Top of Source material

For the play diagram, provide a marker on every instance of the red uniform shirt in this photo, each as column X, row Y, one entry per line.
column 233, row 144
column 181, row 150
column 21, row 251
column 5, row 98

Bottom of Source material

Instructions to follow:
Write out every entry above, word for word.

Result of this task:
For the play diagram, provide a marker on every instance of the red uniform shirt in this photo, each as column X, row Y, one entry per line.
column 233, row 144
column 181, row 150
column 21, row 251
column 5, row 98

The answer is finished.